WHAT TO WORK ON:
Rewrite all of the records below, replacing "pixel coords" with "pixel coordinates" wherever it appears and leaving everything else unchanged.

EXTRACTED ENTRIES:
▼

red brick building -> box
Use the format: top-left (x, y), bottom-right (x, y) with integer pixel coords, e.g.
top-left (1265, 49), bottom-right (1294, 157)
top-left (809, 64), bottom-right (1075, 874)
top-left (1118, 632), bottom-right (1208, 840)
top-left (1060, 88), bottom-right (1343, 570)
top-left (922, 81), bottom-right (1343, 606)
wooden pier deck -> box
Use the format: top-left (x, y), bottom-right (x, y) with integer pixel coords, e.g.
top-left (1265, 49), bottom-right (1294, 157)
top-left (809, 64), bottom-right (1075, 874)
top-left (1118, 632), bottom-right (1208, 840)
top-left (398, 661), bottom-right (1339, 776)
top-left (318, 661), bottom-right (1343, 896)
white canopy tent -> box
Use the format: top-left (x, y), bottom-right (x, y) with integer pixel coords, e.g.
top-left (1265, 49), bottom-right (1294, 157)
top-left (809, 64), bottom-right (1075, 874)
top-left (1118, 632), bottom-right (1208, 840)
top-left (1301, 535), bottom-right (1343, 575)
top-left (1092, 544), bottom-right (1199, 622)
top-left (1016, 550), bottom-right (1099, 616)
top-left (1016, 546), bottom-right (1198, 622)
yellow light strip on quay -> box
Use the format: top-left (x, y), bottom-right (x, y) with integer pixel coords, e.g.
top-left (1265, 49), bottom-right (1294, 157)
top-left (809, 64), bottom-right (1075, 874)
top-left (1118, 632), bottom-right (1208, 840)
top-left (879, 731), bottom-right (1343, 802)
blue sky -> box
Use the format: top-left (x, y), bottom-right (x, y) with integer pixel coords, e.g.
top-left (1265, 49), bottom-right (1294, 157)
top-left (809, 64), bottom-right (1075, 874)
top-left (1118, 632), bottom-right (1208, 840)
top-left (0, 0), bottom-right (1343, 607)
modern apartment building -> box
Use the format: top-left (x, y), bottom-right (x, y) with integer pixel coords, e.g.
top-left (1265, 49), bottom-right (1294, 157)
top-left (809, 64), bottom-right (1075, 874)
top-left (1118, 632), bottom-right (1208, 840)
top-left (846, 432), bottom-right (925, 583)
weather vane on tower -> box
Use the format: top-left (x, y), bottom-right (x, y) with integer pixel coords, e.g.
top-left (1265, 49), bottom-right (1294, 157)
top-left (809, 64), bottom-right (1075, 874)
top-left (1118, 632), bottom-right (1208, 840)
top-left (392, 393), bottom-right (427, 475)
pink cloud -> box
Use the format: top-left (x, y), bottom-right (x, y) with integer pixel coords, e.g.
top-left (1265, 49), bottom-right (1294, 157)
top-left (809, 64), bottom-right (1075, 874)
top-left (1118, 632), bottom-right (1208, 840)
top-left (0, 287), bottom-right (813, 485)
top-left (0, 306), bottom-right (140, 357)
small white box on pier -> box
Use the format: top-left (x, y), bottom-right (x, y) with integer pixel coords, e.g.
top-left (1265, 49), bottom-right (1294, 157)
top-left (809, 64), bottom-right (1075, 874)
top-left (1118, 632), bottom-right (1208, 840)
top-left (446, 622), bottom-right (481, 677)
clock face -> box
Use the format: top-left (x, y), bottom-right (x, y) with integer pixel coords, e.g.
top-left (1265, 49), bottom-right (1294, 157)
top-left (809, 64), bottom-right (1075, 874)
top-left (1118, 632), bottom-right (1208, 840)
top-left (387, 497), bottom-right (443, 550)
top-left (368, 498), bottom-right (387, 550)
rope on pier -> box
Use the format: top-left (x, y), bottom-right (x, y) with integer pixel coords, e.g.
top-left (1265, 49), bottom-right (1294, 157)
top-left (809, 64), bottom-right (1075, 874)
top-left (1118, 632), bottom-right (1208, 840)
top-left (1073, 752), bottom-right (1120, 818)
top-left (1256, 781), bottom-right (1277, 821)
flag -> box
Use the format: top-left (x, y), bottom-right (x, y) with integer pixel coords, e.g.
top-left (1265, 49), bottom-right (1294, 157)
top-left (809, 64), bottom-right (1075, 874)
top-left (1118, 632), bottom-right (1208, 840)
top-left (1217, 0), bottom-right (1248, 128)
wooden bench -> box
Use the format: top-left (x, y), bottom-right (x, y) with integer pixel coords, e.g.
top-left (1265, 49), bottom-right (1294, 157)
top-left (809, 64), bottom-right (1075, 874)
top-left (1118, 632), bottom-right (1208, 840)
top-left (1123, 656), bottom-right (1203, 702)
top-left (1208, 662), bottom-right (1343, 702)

▲

ANSWER TO THIS EXERCISE:
red brick building -> box
Use the format: top-left (x, y), bottom-right (x, y) with integer pixel coordinates, e.g.
top-left (1265, 49), bottom-right (1294, 157)
top-left (809, 64), bottom-right (1075, 874)
top-left (1118, 632), bottom-right (1208, 840)
top-left (1060, 88), bottom-right (1343, 570)
top-left (922, 81), bottom-right (1343, 606)
wooden pier deck -> box
Use the format: top-left (x, y), bottom-right (x, y) with integer pixel coordinates, e.g.
top-left (1265, 49), bottom-right (1294, 157)
top-left (809, 64), bottom-right (1075, 874)
top-left (1118, 632), bottom-right (1208, 840)
top-left (398, 661), bottom-right (1339, 776)
top-left (318, 661), bottom-right (1343, 896)
white canopy tent -> box
Use the format: top-left (x, y), bottom-right (x, y) with integer pixel coordinates, e.g.
top-left (1265, 49), bottom-right (1294, 157)
top-left (809, 64), bottom-right (1075, 874)
top-left (1118, 632), bottom-right (1208, 840)
top-left (1301, 535), bottom-right (1343, 575)
top-left (1092, 544), bottom-right (1199, 622)
top-left (1016, 550), bottom-right (1099, 616)
top-left (1016, 546), bottom-right (1198, 622)
yellow light strip on quay -> box
Use the format: top-left (x, y), bottom-right (x, y) with integer pixel coordinates, e.g.
top-left (1265, 49), bottom-right (1294, 157)
top-left (809, 64), bottom-right (1075, 874)
top-left (1118, 632), bottom-right (1208, 840)
top-left (879, 731), bottom-right (1343, 802)
blue sky -> box
Use the format: top-left (x, y), bottom-right (x, y) with integer pixel coordinates, e.g.
top-left (1265, 49), bottom-right (1294, 157)
top-left (809, 64), bottom-right (1075, 874)
top-left (1118, 632), bottom-right (1208, 840)
top-left (0, 0), bottom-right (1343, 607)
modern apartment building -> box
Use the format: top-left (x, y), bottom-right (x, y) with integer pixel coordinates, e.g.
top-left (1265, 49), bottom-right (1294, 157)
top-left (809, 64), bottom-right (1075, 874)
top-left (1118, 632), bottom-right (1208, 840)
top-left (846, 432), bottom-right (925, 583)
weather vane on tower -> box
Use the format: top-left (x, y), bottom-right (x, y) with integer pixel coordinates, e.g.
top-left (1265, 49), bottom-right (1294, 157)
top-left (809, 64), bottom-right (1075, 874)
top-left (1118, 632), bottom-right (1208, 840)
top-left (392, 393), bottom-right (427, 475)
pink cloud -> box
Use the format: top-left (x, y), bottom-right (x, y) with integer pixel coordinates, e.g.
top-left (1265, 49), bottom-right (1294, 157)
top-left (809, 64), bottom-right (1075, 874)
top-left (1118, 632), bottom-right (1208, 840)
top-left (0, 287), bottom-right (813, 485)
top-left (0, 306), bottom-right (140, 357)
small white box on pier -> box
Use the format: top-left (x, y), bottom-right (x, y) with integer pixel coordinates, e.g.
top-left (1265, 49), bottom-right (1294, 157)
top-left (809, 64), bottom-right (1075, 874)
top-left (1118, 632), bottom-right (1208, 840)
top-left (446, 622), bottom-right (481, 677)
clock face -> box
Use the format: top-left (x, y), bottom-right (x, y) with integer pixel coordinates, e.g.
top-left (1265, 49), bottom-right (1294, 157)
top-left (809, 64), bottom-right (1075, 874)
top-left (1118, 632), bottom-right (1208, 840)
top-left (387, 497), bottom-right (443, 550)
top-left (368, 498), bottom-right (387, 550)
rope on pier -> box
Use the format: top-left (x, y), bottom-right (x, y) with integer pixel coordinates, e.g.
top-left (1265, 49), bottom-right (1294, 157)
top-left (809, 64), bottom-right (1075, 874)
top-left (1118, 632), bottom-right (1208, 840)
top-left (1073, 752), bottom-right (1120, 818)
top-left (1256, 781), bottom-right (1277, 821)
flag -> box
Use the format: top-left (x, y), bottom-right (x, y) with integer pixel coordinates, e.g.
top-left (1265, 49), bottom-right (1294, 157)
top-left (809, 64), bottom-right (1075, 874)
top-left (1118, 632), bottom-right (1208, 840)
top-left (1217, 0), bottom-right (1248, 128)
wooden bench -> box
Use the format: top-left (x, y), bottom-right (x, y) with integer pixel coordinates, e.g.
top-left (1265, 49), bottom-right (1294, 157)
top-left (809, 64), bottom-right (1075, 874)
top-left (1118, 632), bottom-right (1208, 840)
top-left (1123, 656), bottom-right (1203, 702)
top-left (1208, 662), bottom-right (1343, 702)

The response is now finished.